(Object detection data)
◆ ◆ ◆ ◆ ◆
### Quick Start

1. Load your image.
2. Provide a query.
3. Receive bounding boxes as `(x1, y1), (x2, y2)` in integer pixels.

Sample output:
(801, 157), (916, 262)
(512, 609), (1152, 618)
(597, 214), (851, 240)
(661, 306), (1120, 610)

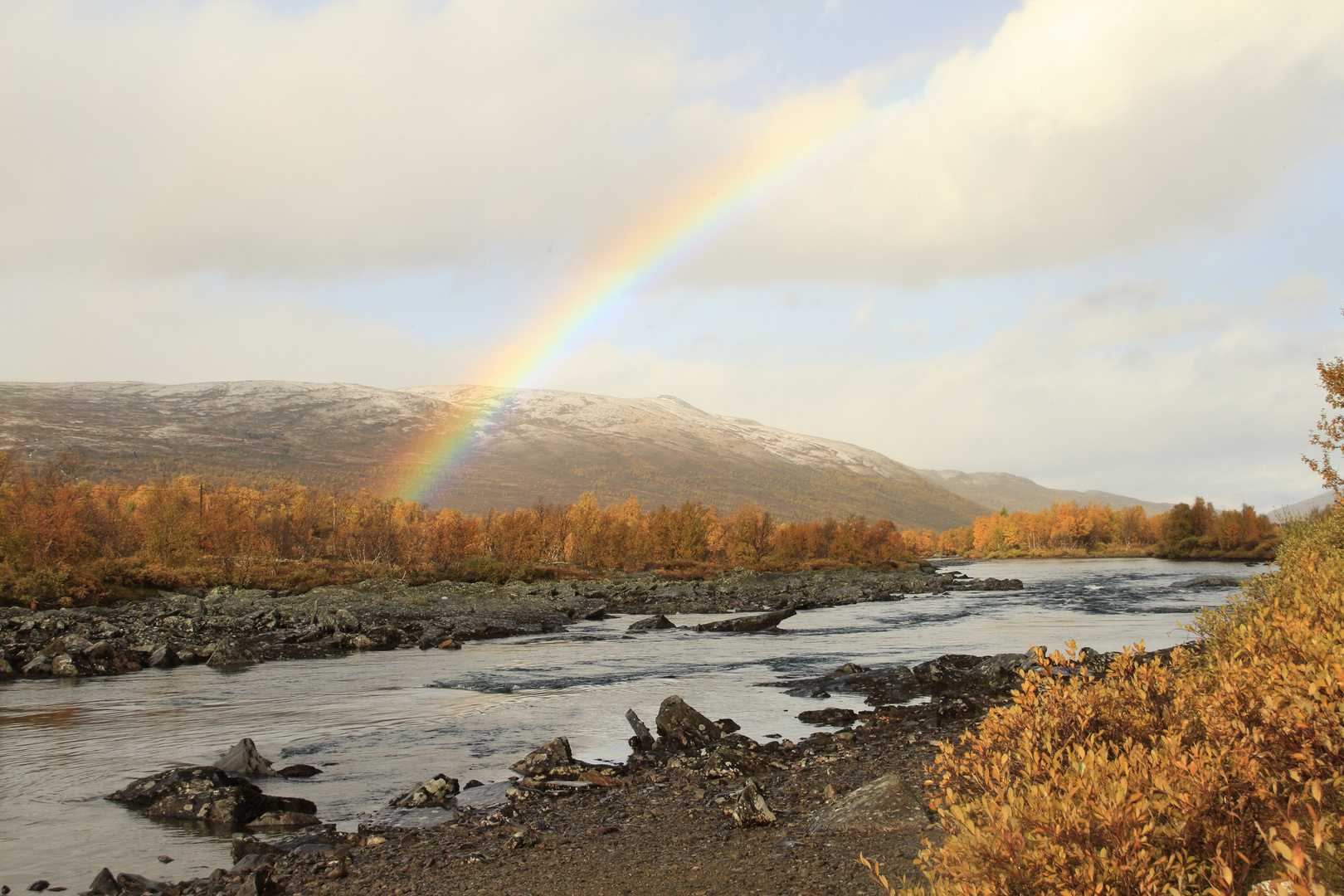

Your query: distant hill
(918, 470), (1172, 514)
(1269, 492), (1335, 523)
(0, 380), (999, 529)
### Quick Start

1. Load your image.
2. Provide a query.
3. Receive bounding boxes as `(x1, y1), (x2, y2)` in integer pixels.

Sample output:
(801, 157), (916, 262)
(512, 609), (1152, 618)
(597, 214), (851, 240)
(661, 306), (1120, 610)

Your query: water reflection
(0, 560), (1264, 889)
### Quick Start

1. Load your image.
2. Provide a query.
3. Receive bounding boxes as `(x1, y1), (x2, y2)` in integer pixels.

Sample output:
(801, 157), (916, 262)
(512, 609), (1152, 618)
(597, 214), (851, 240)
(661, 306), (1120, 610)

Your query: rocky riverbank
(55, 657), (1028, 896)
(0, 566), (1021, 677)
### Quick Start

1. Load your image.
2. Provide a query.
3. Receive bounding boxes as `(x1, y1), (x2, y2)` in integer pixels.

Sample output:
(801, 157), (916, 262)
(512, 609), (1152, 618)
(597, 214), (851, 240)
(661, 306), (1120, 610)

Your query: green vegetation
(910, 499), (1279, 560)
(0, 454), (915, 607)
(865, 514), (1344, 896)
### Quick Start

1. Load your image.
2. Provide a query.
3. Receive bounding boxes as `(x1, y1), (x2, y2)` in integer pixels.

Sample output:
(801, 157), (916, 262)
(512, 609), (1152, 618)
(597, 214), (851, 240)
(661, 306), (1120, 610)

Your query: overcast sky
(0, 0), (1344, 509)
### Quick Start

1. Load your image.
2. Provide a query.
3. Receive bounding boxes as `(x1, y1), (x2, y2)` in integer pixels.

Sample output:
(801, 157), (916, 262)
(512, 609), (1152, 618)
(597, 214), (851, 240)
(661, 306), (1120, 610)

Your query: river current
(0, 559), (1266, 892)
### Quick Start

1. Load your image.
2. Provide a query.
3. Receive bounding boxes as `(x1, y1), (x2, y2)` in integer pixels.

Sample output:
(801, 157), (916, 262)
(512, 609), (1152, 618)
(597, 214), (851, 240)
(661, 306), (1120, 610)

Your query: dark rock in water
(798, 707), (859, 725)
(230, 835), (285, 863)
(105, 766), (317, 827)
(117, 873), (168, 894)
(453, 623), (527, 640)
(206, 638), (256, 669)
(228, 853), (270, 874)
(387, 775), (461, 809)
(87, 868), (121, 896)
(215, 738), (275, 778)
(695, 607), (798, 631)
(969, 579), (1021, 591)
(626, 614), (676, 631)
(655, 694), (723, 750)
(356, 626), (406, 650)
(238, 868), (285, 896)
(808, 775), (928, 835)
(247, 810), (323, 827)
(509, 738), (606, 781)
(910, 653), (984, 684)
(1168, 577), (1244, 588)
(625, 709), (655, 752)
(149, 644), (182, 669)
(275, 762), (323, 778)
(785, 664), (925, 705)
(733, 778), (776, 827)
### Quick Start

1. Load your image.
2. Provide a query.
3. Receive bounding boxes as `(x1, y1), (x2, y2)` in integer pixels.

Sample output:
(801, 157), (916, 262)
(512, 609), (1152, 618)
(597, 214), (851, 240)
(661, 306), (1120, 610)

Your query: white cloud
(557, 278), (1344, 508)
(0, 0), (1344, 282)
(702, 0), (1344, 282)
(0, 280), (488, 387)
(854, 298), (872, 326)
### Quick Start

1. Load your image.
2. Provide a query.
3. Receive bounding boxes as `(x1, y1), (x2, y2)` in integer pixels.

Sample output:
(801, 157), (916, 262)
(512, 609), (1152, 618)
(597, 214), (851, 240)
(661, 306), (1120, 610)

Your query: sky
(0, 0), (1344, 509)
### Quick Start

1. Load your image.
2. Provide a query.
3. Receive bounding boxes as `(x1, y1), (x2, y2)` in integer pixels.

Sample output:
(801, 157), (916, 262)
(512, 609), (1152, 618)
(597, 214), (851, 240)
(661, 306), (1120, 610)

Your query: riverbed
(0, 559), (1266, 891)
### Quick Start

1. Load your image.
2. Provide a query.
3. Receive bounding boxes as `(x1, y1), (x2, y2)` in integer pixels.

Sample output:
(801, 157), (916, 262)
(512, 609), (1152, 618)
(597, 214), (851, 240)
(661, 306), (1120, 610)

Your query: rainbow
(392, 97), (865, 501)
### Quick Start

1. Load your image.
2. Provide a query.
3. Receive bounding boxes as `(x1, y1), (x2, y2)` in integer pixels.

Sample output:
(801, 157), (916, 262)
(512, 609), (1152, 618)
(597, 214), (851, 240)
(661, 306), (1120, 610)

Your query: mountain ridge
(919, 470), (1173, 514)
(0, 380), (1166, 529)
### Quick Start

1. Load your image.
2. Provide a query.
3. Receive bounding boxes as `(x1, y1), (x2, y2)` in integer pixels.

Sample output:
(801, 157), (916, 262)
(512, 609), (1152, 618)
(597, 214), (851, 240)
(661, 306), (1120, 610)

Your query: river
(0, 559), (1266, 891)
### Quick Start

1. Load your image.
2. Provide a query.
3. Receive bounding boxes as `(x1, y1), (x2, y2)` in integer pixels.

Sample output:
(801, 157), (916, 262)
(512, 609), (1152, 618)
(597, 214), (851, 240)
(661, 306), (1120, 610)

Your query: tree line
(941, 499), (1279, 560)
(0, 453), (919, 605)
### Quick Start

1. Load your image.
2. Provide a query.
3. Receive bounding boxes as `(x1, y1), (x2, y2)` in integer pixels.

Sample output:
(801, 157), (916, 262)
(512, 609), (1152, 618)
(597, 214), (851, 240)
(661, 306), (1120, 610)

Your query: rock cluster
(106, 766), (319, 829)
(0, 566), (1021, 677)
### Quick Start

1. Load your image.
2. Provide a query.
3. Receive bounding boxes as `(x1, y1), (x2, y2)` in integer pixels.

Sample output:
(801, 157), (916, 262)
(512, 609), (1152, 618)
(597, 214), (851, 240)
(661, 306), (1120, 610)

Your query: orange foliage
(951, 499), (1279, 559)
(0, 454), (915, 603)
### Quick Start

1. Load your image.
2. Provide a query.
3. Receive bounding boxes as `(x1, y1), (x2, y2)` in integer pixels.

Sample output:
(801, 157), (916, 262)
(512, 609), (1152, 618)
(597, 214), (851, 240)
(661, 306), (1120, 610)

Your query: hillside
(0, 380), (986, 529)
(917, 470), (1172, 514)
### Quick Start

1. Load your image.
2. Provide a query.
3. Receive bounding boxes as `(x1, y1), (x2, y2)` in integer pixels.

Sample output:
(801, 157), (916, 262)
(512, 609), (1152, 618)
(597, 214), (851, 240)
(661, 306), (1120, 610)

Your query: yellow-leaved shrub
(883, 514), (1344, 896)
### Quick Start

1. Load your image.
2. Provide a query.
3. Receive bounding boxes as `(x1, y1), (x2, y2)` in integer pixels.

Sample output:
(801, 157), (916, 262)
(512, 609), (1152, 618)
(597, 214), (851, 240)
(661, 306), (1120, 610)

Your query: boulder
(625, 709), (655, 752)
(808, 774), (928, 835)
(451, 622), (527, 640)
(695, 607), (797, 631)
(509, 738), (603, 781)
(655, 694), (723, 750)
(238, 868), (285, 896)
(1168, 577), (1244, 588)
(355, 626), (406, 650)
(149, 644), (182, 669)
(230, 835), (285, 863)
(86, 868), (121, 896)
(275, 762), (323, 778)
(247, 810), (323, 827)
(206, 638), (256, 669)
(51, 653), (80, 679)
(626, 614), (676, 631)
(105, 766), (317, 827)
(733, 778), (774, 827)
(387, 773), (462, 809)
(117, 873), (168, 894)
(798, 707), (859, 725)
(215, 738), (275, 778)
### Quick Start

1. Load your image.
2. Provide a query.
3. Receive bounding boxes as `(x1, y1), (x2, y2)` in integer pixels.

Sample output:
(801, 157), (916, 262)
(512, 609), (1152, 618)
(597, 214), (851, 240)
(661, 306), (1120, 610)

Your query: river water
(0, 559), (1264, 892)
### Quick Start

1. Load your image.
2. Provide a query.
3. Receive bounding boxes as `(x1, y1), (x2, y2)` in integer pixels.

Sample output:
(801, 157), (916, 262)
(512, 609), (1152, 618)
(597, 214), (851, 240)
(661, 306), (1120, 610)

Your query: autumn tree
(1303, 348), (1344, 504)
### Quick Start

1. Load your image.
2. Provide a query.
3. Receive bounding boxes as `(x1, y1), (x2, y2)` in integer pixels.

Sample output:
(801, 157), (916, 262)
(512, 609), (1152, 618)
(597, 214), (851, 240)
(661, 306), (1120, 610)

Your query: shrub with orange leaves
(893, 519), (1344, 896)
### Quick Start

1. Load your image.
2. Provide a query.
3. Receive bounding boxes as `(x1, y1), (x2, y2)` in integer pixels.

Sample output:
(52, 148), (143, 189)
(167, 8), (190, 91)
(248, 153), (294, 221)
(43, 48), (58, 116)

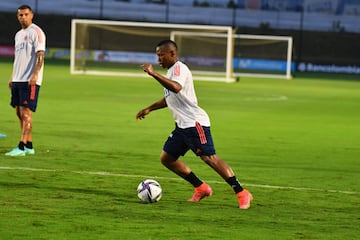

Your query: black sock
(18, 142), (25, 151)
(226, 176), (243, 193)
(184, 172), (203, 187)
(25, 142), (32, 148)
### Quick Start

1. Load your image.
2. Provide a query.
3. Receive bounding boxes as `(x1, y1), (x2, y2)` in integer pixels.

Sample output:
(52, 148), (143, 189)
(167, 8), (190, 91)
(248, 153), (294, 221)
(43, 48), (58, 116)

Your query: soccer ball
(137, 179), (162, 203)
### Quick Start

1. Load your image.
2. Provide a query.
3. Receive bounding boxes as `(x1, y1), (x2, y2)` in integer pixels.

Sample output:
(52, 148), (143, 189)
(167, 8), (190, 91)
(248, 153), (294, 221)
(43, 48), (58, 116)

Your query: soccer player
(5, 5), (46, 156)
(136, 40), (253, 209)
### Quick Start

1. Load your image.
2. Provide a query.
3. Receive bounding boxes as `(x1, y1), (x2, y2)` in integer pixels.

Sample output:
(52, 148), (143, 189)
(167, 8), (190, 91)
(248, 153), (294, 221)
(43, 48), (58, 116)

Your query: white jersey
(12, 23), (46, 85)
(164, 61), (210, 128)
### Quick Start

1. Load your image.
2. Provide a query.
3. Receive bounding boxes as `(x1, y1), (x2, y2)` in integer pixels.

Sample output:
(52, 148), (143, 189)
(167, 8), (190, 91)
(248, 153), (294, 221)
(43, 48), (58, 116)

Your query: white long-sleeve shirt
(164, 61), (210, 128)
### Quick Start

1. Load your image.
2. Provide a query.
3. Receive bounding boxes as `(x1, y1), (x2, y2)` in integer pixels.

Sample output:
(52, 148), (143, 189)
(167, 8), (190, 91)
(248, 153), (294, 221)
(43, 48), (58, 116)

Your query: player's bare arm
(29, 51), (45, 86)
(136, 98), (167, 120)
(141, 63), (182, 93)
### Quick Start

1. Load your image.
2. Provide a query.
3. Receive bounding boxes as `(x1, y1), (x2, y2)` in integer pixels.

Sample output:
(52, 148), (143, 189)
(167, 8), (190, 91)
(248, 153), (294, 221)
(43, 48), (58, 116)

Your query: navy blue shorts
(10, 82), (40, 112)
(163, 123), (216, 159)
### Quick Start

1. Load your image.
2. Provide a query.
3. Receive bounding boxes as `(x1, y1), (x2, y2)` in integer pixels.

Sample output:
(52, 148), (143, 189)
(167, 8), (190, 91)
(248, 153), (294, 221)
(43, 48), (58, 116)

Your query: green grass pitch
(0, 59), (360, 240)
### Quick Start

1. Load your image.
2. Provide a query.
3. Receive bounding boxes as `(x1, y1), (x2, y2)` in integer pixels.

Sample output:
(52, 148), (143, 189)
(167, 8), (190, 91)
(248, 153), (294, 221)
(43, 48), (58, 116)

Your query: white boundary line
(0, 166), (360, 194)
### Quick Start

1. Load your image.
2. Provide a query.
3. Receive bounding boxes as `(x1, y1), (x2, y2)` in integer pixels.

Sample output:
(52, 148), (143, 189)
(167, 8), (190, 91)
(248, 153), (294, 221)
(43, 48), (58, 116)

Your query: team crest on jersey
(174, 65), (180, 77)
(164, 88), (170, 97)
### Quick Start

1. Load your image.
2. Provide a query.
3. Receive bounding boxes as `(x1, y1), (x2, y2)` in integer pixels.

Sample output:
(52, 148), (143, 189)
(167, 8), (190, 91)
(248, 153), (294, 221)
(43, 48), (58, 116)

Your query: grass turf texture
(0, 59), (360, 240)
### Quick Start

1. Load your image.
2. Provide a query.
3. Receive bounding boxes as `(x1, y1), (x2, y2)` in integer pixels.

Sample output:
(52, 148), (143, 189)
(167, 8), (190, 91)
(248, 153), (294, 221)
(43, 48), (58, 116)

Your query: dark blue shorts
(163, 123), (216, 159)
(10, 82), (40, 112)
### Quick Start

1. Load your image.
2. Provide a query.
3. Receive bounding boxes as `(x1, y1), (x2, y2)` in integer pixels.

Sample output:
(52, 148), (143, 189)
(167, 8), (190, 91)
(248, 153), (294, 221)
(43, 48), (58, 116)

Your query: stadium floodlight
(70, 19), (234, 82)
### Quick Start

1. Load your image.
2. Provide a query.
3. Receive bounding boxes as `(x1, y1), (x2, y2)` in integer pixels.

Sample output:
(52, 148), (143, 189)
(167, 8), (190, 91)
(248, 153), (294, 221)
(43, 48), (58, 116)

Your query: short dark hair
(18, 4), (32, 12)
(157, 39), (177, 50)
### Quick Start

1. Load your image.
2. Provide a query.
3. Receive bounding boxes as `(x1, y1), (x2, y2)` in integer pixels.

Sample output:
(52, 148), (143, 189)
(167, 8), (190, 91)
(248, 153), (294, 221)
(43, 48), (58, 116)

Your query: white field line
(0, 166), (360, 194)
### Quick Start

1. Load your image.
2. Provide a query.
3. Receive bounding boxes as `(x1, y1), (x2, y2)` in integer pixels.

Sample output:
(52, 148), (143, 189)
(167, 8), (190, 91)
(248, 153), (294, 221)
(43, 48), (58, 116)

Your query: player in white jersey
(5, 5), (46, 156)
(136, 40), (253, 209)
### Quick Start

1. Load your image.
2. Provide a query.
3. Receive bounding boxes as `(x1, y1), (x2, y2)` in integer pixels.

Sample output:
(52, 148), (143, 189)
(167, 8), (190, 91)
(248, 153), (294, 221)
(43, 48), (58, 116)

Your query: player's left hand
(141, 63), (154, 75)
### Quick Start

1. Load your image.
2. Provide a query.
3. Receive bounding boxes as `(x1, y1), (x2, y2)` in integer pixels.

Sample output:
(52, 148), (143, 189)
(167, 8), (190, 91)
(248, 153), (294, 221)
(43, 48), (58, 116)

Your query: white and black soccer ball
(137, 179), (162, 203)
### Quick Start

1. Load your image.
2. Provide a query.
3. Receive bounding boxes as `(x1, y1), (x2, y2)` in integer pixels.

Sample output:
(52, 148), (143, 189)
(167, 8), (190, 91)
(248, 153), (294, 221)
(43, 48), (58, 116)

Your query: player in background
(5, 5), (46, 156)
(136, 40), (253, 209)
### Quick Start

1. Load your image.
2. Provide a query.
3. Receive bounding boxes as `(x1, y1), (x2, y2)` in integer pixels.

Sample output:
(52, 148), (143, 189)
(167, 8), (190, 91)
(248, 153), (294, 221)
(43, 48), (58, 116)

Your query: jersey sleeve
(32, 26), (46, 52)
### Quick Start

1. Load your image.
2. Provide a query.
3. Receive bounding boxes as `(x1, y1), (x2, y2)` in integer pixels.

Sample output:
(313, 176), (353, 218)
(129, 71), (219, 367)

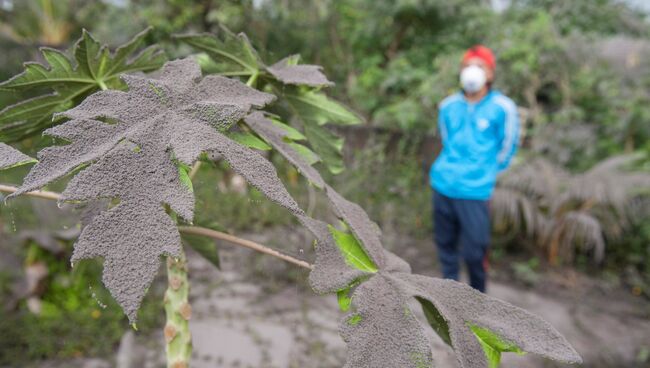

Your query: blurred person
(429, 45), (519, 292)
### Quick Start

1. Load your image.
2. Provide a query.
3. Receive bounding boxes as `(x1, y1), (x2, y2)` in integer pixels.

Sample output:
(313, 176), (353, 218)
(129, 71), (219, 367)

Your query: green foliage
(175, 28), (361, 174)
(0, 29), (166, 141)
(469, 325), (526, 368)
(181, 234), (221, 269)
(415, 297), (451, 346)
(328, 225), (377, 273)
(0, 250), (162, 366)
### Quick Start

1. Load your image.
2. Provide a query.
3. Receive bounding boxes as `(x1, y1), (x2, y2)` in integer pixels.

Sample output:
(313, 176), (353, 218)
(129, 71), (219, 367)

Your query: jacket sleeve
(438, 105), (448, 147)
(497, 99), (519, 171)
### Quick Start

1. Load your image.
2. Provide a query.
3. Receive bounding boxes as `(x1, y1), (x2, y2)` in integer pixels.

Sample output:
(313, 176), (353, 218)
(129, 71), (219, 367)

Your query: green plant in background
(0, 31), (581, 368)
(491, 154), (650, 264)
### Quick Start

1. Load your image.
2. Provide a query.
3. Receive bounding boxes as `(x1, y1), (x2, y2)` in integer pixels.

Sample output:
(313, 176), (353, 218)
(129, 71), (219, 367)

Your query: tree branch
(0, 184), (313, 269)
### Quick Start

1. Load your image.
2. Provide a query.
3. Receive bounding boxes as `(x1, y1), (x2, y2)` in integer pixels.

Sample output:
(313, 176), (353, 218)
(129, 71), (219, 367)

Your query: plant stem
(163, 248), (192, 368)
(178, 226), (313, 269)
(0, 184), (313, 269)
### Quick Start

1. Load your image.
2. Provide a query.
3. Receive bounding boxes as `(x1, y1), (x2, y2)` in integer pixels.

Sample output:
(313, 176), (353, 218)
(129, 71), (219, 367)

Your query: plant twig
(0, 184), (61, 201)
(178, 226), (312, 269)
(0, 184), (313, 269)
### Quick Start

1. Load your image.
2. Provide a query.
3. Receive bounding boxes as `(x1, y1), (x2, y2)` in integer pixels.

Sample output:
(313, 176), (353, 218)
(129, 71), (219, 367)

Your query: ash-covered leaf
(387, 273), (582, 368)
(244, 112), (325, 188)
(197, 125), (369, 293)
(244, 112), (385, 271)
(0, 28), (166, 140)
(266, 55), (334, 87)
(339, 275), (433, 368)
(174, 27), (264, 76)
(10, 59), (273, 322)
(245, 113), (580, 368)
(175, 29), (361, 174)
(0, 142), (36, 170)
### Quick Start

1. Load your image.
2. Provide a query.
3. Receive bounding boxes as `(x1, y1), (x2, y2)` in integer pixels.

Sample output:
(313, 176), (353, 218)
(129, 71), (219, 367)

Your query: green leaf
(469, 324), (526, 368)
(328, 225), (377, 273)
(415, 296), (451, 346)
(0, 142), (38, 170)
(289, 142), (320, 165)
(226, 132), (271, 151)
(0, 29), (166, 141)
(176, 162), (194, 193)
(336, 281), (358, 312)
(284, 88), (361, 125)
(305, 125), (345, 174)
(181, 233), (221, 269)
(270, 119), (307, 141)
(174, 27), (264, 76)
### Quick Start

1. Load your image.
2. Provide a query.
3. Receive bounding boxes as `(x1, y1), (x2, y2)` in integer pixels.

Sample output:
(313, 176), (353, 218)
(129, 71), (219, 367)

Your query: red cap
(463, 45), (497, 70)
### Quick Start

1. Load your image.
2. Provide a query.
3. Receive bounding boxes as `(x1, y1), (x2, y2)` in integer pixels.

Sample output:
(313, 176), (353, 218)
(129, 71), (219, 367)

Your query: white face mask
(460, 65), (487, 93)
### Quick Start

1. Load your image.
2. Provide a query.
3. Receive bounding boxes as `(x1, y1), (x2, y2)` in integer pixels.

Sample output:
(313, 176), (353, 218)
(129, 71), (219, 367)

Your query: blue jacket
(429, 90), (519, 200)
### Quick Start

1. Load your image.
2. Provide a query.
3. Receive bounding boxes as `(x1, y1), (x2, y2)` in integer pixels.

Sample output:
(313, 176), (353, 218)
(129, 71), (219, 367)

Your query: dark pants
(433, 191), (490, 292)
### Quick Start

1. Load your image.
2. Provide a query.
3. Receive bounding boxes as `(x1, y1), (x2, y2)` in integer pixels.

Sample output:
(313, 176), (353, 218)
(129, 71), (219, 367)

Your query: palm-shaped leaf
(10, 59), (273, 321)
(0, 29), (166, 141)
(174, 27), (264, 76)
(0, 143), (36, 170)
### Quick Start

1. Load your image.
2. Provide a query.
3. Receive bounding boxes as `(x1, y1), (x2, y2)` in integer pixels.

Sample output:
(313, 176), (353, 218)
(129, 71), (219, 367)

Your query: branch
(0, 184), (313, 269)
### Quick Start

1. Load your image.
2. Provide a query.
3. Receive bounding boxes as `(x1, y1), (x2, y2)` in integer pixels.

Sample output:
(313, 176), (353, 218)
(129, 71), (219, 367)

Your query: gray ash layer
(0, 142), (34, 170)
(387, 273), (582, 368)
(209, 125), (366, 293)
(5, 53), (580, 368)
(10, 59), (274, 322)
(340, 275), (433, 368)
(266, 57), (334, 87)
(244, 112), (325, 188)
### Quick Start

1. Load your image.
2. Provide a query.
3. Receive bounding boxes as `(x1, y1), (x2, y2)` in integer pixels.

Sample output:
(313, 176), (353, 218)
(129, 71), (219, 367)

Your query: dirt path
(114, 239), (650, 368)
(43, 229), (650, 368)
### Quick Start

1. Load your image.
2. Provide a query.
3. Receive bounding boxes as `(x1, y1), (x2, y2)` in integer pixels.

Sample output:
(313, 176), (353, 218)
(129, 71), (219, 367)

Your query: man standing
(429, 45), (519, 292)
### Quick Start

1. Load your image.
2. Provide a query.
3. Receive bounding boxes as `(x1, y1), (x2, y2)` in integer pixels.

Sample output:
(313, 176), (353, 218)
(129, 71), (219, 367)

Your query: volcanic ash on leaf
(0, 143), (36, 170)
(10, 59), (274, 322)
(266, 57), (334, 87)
◆ ◆ ◆ ◆ ◆
__Objective__
Pick out every line in the object detection data above that contains the word "blue", and copy each one. Case counts.

__Complete response__
Your query: navy blue shorts
Your query: dark blue shorts
Your query: blue jacket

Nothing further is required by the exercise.